* Problem statement:
Please put the lines from the start of the records through the line containing "box: [112, 281, 207, 403]", inclusive, into a numbered list. Skip any blank lines and leave the pictures out.

[Provided material — start]

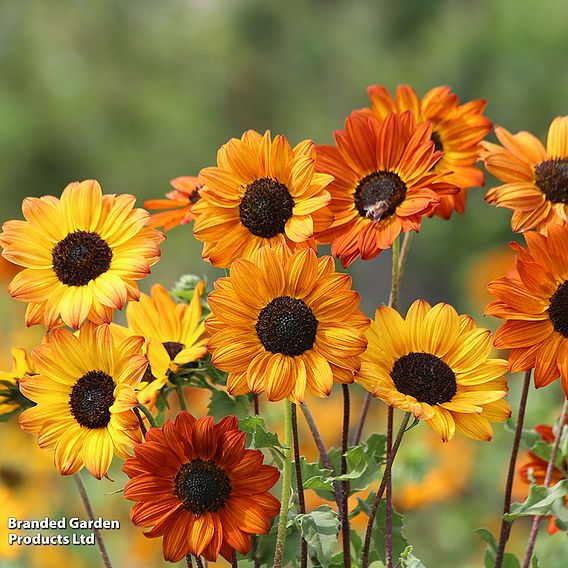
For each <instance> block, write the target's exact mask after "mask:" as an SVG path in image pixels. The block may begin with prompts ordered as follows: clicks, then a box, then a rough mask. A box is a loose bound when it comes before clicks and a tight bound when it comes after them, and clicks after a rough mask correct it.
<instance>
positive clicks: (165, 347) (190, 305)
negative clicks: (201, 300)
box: [112, 281, 207, 403]
mask: <svg viewBox="0 0 568 568" xmlns="http://www.w3.org/2000/svg"><path fill="white" fill-rule="evenodd" d="M204 285H205V284H204V282H203V281H201V282H199V284H198V285H197V287H196V288H195V291H194V294H193V297H192V299H191V302H190V303H189V304H185V303H176V302H175V301H174V299H173V298H172V297H171V296H170V295H169V294H168V291H167V290H166V289H165V288H164V287H163V286H162V285H161V284H155V285H154V286H152V290H151V295H150V296H147V295H146V294H141V295H140V301H139V302H136V303H131V304H128V307H127V308H126V319H127V321H128V330H126V329H124V328H121V327H120V326H116V325H115V324H113V325H112V331H113V333H114V334H115V337H127V336H128V335H129V334H132V335H142V336H143V337H144V338H145V339H146V344H145V348H144V352H145V354H146V356H147V358H148V361H149V363H150V364H149V365H148V368H147V369H146V372H145V373H144V376H143V378H142V382H141V383H140V385H139V387H140V389H141V392H140V394H139V398H140V400H141V401H142V402H144V403H150V402H152V401H153V400H154V399H155V395H156V393H157V392H158V391H159V390H160V389H161V388H162V387H163V386H164V385H165V384H166V383H167V381H168V377H169V375H170V373H175V372H176V371H177V370H178V368H179V367H180V366H181V365H186V364H187V363H191V362H192V361H197V360H198V359H200V358H201V357H203V356H204V355H205V354H206V353H207V347H206V346H205V344H206V342H207V339H206V338H204V337H203V333H204V331H205V327H204V324H203V322H202V321H201V294H202V293H203V288H204Z"/></svg>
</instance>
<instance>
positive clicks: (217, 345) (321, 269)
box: [205, 247, 369, 402]
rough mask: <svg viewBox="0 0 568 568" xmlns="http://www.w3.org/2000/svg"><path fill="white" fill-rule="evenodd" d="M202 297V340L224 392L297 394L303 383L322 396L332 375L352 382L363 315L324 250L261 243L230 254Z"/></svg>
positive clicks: (329, 257) (346, 286)
mask: <svg viewBox="0 0 568 568" xmlns="http://www.w3.org/2000/svg"><path fill="white" fill-rule="evenodd" d="M208 300H209V306H210V308H211V314H210V315H209V316H208V317H207V319H206V321H205V327H206V328H207V330H208V331H209V333H210V334H211V338H210V340H209V343H208V345H207V346H208V348H209V350H210V351H211V354H212V356H213V359H212V360H213V364H214V365H215V366H216V367H218V368H219V369H221V370H223V371H227V372H228V373H229V377H228V385H227V387H228V390H229V392H230V393H231V394H234V395H236V394H244V393H246V392H249V391H252V392H256V393H258V392H263V391H266V395H267V397H268V399H269V400H272V401H275V400H281V399H283V398H285V397H290V398H291V399H292V400H295V401H298V402H302V401H303V399H304V391H305V390H306V388H307V389H308V391H310V392H312V393H313V394H315V395H317V396H322V397H323V396H328V395H329V394H330V393H331V388H332V386H333V383H334V381H335V382H339V383H351V382H353V372H354V371H356V370H357V369H358V368H359V365H360V355H361V353H362V352H363V351H364V350H365V347H366V340H365V337H364V331H365V330H366V329H367V327H368V325H369V319H368V318H367V317H366V316H365V315H363V314H362V313H361V312H360V311H359V309H358V307H359V294H357V292H355V291H353V290H351V278H350V277H349V276H348V275H347V274H339V273H336V272H335V267H334V264H333V259H332V258H331V257H322V258H317V257H316V255H315V253H314V252H313V251H312V250H309V249H307V250H303V251H298V252H296V253H293V254H292V253H291V252H289V251H287V250H286V249H285V248H284V247H282V248H281V249H279V250H278V252H275V251H274V250H272V249H271V248H270V247H264V248H262V249H260V250H259V251H257V252H256V253H255V254H254V255H253V256H252V258H251V259H250V260H245V259H241V260H237V261H235V262H234V263H233V265H232V266H231V276H230V277H229V278H221V279H219V280H217V282H216V283H215V291H214V292H213V293H211V294H210V295H209V298H208Z"/></svg>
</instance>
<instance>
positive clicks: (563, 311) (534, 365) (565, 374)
mask: <svg viewBox="0 0 568 568" xmlns="http://www.w3.org/2000/svg"><path fill="white" fill-rule="evenodd" d="M525 240H526V243H527V248H526V249H525V248H523V247H521V246H520V245H518V244H516V243H514V244H512V245H511V246H512V247H513V248H514V249H515V250H516V251H517V258H516V269H515V270H514V271H512V272H510V273H509V274H507V275H506V276H502V277H501V278H497V279H496V280H493V281H492V282H491V283H490V284H489V286H488V288H489V291H490V292H491V293H492V294H493V296H494V297H495V298H497V299H496V300H495V301H493V302H491V303H490V304H489V306H487V309H486V313H487V314H491V315H493V316H496V317H498V318H502V319H504V320H506V321H505V323H503V324H502V325H501V326H500V327H499V329H498V330H497V332H496V334H495V346H496V347H499V348H511V353H510V355H509V368H510V370H511V371H513V372H516V371H528V370H529V369H533V368H534V383H535V386H536V387H537V388H539V387H545V386H547V385H549V384H550V383H552V382H554V381H555V380H556V379H557V378H558V377H559V376H562V388H563V389H564V392H565V393H567V394H568V248H567V246H566V243H567V242H568V227H561V226H559V225H555V224H551V225H550V226H549V228H548V237H545V236H544V235H540V234H538V233H536V232H534V231H529V232H527V233H525Z"/></svg>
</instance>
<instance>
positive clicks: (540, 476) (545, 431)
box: [519, 424, 568, 534]
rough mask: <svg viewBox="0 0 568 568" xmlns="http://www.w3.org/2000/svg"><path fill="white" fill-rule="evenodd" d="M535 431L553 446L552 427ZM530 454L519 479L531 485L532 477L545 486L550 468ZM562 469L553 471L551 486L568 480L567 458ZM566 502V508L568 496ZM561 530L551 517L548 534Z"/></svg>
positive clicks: (531, 453) (524, 465) (544, 441)
mask: <svg viewBox="0 0 568 568" xmlns="http://www.w3.org/2000/svg"><path fill="white" fill-rule="evenodd" d="M535 430H536V431H537V432H538V434H539V436H540V437H541V439H542V440H543V441H544V442H546V443H547V444H553V443H554V440H555V439H556V436H555V434H554V430H553V429H552V428H551V427H550V426H546V425H545V424H539V425H538V426H535ZM528 454H529V461H528V462H527V463H525V464H523V465H522V466H521V469H520V470H519V477H520V478H521V479H522V481H523V482H524V483H526V484H530V483H531V477H532V478H533V479H534V481H535V483H536V484H537V485H544V480H545V478H546V469H547V467H548V462H547V461H546V460H544V459H542V458H540V457H539V456H538V455H537V454H535V453H534V452H530V451H529V452H528ZM558 465H559V466H560V467H556V466H555V467H554V468H553V469H552V476H551V478H550V483H549V486H552V485H556V483H558V482H559V481H562V480H563V479H566V471H567V469H566V468H567V467H568V461H567V460H566V458H564V459H563V460H562V463H561V464H558ZM564 502H565V504H566V506H568V495H566V497H565V498H564ZM559 531H560V529H559V528H558V527H557V526H556V520H555V518H554V517H553V516H552V517H550V521H549V523H548V534H555V533H557V532H559Z"/></svg>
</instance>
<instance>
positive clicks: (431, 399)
mask: <svg viewBox="0 0 568 568" xmlns="http://www.w3.org/2000/svg"><path fill="white" fill-rule="evenodd" d="M367 339H368V341H369V347H368V348H367V351H366V352H365V353H364V355H363V357H362V363H361V370H360V371H359V372H358V373H357V374H356V376H355V380H356V381H357V382H359V383H360V384H361V385H362V386H363V387H364V388H366V389H367V390H368V391H370V392H371V393H373V396H375V397H377V398H380V399H381V400H383V401H384V402H386V403H387V404H389V405H390V406H395V407H397V408H400V409H401V410H404V411H406V412H412V413H413V414H414V416H415V417H416V418H418V419H420V420H425V421H426V422H427V423H428V425H429V426H431V427H432V428H434V430H435V431H436V432H437V433H438V434H439V436H440V437H441V438H442V440H443V441H444V442H447V441H448V440H451V439H452V438H453V437H454V434H455V431H456V429H457V430H461V431H462V432H463V433H464V434H465V435H466V436H469V437H470V438H474V439H478V440H491V438H492V436H493V430H492V428H491V425H490V422H491V421H498V422H502V421H503V420H506V419H507V418H509V416H510V415H511V407H510V406H509V405H508V404H507V403H506V402H505V401H504V400H502V399H503V397H504V396H505V395H506V394H507V390H508V389H507V382H506V380H505V377H504V374H505V371H506V369H507V362H506V361H504V360H503V359H489V354H490V351H491V344H492V342H491V332H490V331H489V330H487V329H482V328H479V327H477V326H476V325H475V322H474V321H473V319H471V318H470V317H469V316H466V315H462V316H458V314H457V313H456V311H455V310H454V308H453V307H452V306H450V305H449V304H437V305H436V306H434V307H430V305H429V304H428V303H427V302H425V301H423V300H417V301H416V302H414V303H413V304H412V306H410V308H409V310H408V313H407V314H406V319H403V318H402V317H401V316H400V315H399V313H398V312H397V311H396V310H394V309H392V308H389V307H387V306H382V307H380V308H379V309H378V310H377V312H376V318H375V321H374V322H372V323H371V327H370V328H369V330H368V332H367Z"/></svg>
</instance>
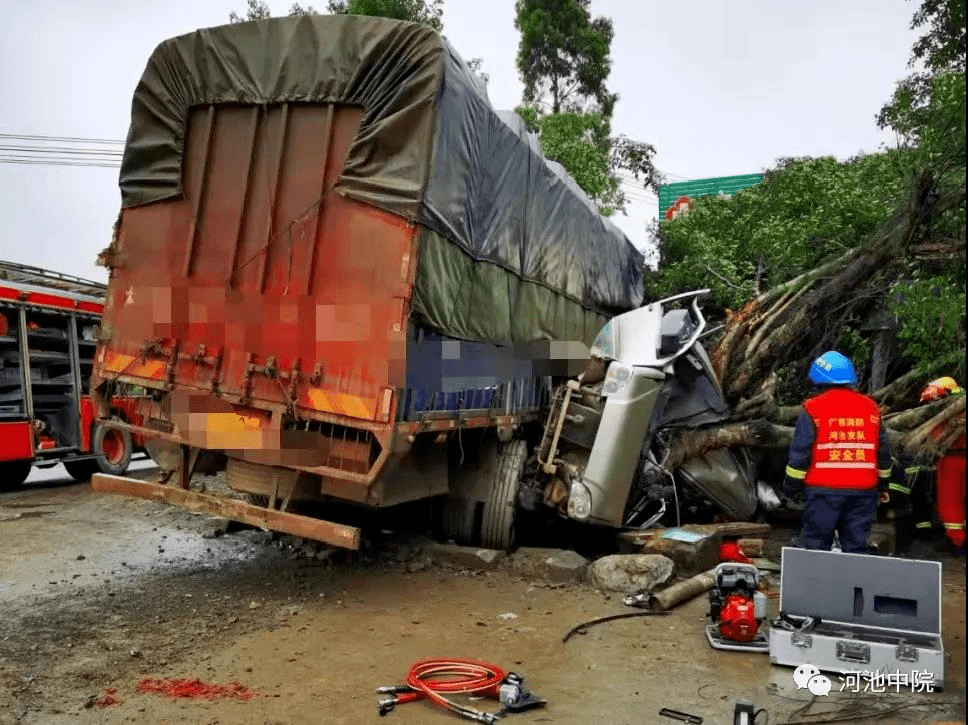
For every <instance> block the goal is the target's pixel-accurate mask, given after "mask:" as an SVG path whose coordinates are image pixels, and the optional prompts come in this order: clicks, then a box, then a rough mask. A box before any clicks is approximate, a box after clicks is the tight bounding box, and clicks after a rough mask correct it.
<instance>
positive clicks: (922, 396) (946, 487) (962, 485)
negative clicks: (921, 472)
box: [921, 377, 965, 552]
mask: <svg viewBox="0 0 968 725" xmlns="http://www.w3.org/2000/svg"><path fill="white" fill-rule="evenodd" d="M964 394H965V391H964V390H963V389H962V388H961V386H960V385H958V383H957V382H955V380H954V379H953V378H950V377H944V378H938V379H937V380H932V381H931V382H930V383H928V384H927V386H926V387H925V388H924V390H922V391H921V402H922V403H927V402H931V401H933V400H940V399H941V398H946V397H948V396H951V395H964ZM961 426H962V434H961V437H960V438H958V439H957V440H956V441H955V442H954V443H952V444H951V446H950V447H949V448H948V450H947V451H946V452H945V454H944V455H943V456H942V457H941V458H940V459H938V464H937V467H936V472H935V487H936V493H935V496H936V503H937V507H938V519H939V520H940V521H941V525H942V526H943V527H944V533H945V536H947V537H948V541H950V542H951V544H952V546H953V547H954V548H955V549H956V550H958V551H961V552H964V548H965V434H964V419H962V421H961ZM939 432H940V431H939Z"/></svg>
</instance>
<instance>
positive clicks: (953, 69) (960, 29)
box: [877, 0, 965, 142]
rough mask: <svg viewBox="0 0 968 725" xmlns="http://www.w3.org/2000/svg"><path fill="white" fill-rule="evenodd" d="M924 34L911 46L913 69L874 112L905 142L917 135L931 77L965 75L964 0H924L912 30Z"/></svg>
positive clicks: (914, 22)
mask: <svg viewBox="0 0 968 725" xmlns="http://www.w3.org/2000/svg"><path fill="white" fill-rule="evenodd" d="M918 28H924V29H925V31H924V34H923V35H921V37H919V38H918V39H917V41H915V43H914V46H913V47H912V48H911V57H910V58H909V60H908V67H909V68H911V69H912V70H914V72H912V73H911V74H910V75H908V76H907V77H906V78H903V79H901V80H900V81H898V84H897V88H896V89H895V91H894V96H893V97H892V98H891V100H890V101H889V102H888V103H887V104H885V105H884V107H883V108H882V109H881V111H880V113H879V114H878V115H877V125H878V126H879V127H880V128H893V129H894V130H895V131H897V133H898V134H900V135H901V136H902V137H903V138H904V139H905V140H906V141H908V142H913V141H915V140H917V138H918V137H919V135H920V133H919V132H920V127H921V126H922V124H923V123H924V112H925V109H926V108H927V107H928V105H929V103H930V99H931V93H932V88H933V85H934V79H935V78H936V77H937V76H941V75H950V74H960V75H962V76H964V74H965V0H923V2H922V3H921V7H919V8H918V10H917V12H915V13H914V17H913V19H912V20H911V29H912V30H917V29H918Z"/></svg>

[Provided material — finish]

* Solution to the exercise:
1. For each <instance> block, write the target's exact mask after "mask:" as an SVG path in image pixels. The block may begin with prompts ordered as follows: clicks, then a box, then a rough mask. A box is a loose bound when it comes before clicks and a tight bound when it comes after them, and clicks after a rough mask correct it.
2. <instance>
3. positive clicks: (165, 347) (190, 305)
4. negative clicks: (201, 300)
5. box: [112, 281, 207, 403]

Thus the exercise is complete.